[Start of Attachment]

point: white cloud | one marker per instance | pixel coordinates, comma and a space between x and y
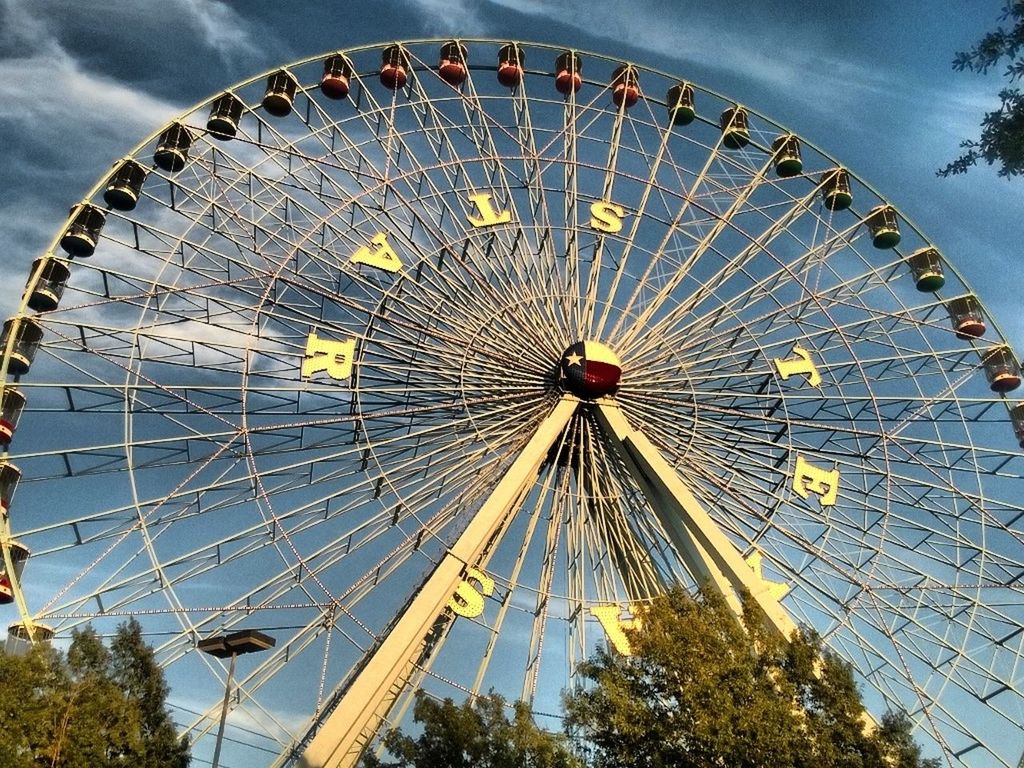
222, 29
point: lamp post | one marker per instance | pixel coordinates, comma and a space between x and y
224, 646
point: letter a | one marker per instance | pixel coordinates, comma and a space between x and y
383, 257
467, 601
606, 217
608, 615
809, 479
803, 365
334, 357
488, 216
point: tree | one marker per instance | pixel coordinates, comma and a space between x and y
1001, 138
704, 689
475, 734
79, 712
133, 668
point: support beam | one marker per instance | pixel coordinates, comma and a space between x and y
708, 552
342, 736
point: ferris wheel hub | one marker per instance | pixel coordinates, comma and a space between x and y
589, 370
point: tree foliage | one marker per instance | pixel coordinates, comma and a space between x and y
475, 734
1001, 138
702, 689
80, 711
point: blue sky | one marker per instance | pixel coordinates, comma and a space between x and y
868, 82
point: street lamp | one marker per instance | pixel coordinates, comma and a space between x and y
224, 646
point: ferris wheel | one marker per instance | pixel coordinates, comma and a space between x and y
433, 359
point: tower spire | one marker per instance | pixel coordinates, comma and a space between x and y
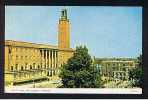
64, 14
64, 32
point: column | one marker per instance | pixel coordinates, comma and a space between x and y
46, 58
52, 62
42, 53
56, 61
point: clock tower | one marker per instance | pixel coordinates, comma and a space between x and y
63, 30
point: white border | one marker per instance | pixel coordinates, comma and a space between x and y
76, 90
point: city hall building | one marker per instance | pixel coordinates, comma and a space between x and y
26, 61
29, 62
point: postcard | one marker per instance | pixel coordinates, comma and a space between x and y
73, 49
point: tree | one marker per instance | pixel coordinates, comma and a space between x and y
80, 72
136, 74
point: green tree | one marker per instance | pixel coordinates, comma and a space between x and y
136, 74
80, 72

[End of Attachment]
[Start of Attachment]

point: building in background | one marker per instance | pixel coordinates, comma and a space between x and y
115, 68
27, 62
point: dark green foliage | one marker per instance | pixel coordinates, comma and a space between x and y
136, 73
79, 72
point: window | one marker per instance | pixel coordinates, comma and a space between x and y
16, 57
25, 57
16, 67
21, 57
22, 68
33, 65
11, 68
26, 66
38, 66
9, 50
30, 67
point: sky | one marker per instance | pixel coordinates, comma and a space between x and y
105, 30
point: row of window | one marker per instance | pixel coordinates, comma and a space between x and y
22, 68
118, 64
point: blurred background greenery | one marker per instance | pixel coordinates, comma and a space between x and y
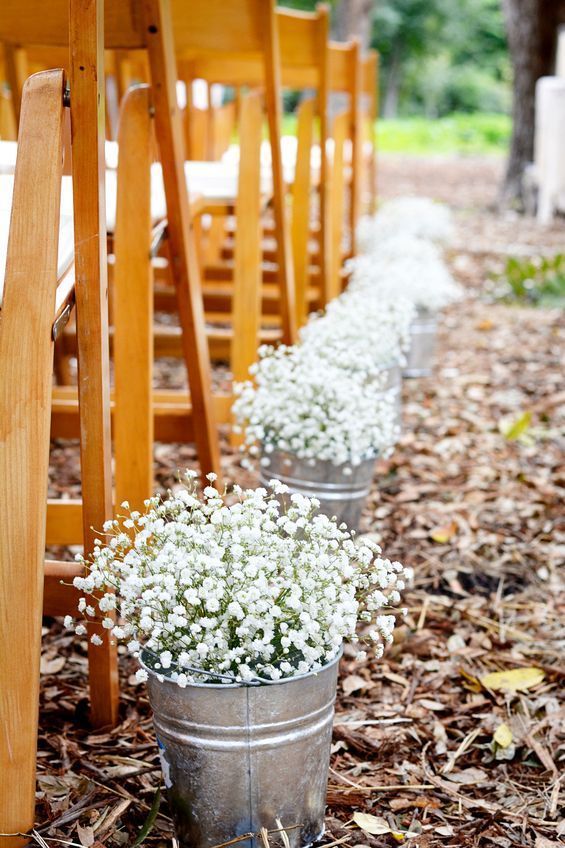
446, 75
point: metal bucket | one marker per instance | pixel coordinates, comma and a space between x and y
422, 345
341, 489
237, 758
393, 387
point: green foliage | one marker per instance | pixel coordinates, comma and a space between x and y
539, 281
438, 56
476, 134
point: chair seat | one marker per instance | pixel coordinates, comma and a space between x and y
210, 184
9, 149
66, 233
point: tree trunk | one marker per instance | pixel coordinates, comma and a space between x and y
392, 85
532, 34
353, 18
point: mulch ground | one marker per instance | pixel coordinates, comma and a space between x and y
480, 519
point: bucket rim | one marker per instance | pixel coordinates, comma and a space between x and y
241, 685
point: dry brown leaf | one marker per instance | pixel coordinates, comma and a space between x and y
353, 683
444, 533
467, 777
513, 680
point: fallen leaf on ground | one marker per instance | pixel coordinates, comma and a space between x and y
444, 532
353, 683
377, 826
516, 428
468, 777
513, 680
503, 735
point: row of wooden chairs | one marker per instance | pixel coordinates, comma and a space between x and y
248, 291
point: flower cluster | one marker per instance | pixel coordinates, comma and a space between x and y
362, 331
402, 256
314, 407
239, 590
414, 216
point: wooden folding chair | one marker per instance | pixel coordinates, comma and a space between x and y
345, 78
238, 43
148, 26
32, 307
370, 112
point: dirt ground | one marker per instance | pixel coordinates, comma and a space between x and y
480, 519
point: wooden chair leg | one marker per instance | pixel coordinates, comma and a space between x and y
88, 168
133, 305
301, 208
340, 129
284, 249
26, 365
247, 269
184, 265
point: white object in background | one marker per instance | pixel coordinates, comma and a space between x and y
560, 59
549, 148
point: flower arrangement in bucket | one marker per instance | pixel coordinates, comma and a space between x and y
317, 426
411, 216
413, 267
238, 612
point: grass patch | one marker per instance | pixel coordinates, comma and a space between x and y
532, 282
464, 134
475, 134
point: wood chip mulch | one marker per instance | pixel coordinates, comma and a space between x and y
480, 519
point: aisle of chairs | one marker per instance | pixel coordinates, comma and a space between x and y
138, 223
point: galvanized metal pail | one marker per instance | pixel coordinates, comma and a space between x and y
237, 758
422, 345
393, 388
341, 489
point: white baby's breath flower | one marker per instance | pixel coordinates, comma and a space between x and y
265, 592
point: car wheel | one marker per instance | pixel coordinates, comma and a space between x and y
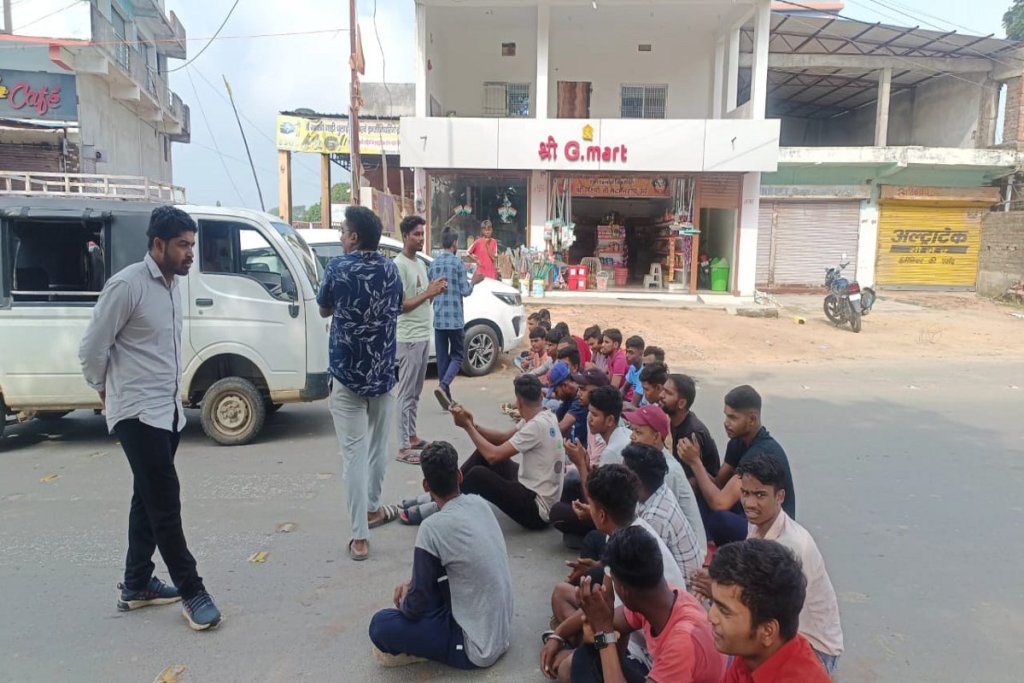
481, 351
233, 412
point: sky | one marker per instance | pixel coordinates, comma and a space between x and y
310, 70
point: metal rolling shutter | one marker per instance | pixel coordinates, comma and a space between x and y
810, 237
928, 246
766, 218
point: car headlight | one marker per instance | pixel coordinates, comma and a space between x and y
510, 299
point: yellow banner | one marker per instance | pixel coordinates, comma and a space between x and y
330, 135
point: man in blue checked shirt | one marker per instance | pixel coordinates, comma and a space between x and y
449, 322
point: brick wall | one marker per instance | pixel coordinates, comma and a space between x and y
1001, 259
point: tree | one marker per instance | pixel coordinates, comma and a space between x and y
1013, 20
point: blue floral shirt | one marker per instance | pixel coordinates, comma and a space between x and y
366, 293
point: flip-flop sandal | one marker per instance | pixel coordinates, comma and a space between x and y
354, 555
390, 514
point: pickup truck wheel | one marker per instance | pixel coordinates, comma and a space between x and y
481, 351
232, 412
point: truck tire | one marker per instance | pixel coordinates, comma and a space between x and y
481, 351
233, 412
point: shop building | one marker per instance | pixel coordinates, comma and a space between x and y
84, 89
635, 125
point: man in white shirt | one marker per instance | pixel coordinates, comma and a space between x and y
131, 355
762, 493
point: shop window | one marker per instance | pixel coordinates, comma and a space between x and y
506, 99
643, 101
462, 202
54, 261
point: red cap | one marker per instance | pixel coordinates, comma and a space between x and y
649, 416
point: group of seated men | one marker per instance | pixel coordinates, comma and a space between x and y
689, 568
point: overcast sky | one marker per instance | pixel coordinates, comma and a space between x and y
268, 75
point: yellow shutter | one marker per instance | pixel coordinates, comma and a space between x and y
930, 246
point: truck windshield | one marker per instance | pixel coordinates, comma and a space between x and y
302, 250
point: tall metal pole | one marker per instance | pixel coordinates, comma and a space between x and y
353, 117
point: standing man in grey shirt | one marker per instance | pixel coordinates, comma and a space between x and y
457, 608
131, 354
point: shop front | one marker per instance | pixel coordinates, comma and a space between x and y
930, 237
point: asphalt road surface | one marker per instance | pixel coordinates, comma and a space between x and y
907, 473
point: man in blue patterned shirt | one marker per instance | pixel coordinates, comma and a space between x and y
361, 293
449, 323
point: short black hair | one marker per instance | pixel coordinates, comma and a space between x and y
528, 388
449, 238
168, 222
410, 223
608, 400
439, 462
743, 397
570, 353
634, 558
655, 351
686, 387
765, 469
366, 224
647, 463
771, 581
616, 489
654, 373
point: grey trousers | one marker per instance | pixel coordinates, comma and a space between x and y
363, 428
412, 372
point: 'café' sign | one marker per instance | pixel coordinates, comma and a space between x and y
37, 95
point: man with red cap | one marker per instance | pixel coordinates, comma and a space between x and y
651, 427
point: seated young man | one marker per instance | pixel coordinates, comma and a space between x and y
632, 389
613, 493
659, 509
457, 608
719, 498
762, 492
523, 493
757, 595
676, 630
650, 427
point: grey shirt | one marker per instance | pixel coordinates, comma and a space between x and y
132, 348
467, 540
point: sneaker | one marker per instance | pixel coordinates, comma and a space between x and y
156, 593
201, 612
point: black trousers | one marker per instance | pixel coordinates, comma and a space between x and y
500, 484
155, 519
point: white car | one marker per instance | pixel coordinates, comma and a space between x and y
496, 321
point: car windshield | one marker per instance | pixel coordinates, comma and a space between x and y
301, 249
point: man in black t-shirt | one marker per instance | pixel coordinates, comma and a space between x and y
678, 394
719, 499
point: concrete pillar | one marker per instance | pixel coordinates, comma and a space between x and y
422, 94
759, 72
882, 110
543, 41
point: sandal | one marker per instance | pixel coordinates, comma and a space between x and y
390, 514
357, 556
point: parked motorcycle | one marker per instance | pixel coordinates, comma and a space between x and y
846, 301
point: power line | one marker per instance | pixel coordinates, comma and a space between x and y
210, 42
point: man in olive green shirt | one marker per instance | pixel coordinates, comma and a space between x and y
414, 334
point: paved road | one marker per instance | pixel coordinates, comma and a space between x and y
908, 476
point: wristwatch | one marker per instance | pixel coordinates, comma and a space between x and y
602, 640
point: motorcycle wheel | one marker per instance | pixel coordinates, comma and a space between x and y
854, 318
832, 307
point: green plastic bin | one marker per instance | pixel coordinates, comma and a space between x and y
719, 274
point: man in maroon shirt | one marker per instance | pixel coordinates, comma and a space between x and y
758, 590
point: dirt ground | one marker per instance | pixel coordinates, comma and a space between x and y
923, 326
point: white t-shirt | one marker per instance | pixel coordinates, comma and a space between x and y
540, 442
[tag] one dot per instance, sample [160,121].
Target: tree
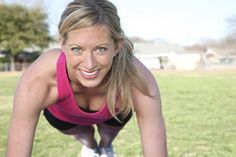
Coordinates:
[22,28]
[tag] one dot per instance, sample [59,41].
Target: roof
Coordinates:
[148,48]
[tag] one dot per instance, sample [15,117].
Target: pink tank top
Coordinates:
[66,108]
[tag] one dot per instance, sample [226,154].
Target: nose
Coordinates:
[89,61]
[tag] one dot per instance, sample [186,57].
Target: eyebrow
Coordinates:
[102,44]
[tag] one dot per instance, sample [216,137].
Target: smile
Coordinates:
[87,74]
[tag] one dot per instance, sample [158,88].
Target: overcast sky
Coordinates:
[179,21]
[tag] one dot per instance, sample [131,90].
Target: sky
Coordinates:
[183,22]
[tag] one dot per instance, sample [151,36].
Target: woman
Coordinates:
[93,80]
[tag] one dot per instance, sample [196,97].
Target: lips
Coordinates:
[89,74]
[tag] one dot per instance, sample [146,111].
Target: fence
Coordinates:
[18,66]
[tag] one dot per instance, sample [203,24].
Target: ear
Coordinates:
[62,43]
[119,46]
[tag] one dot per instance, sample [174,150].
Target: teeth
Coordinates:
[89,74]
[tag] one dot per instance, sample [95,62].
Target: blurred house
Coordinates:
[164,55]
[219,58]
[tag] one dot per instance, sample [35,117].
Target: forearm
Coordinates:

[End of Attachment]

### TASK DIRECTIONS
Going back over the entries above, copy word for word every line from the one that has "[tag] one dot per instance, sample [226,154]." on through the one that has "Target: fence".

### ANSWER TO THIS PROBLEM
[tag] one dot per instance, sample [226,154].
Target: nose
Coordinates:
[89,61]
[tag] one dot per instance, sample [186,57].
Target: eyebrow
Coordinates:
[102,44]
[tag] one dot per instance, sample [216,137].
Target: smile
Coordinates:
[87,74]
[tag] one dot per instance, sample [158,88].
Target: overcast sky
Coordinates:
[179,21]
[tag] one dot per instance, sample [131,90].
Target: sky
Coordinates:
[183,22]
[tag] one dot per instance, sample [151,36].
Target: woman
Coordinates:
[93,80]
[tag] one dot per instance, sample [196,97].
Target: lips
Coordinates:
[89,74]
[tag] one dot per instance, sample [146,111].
Target: fence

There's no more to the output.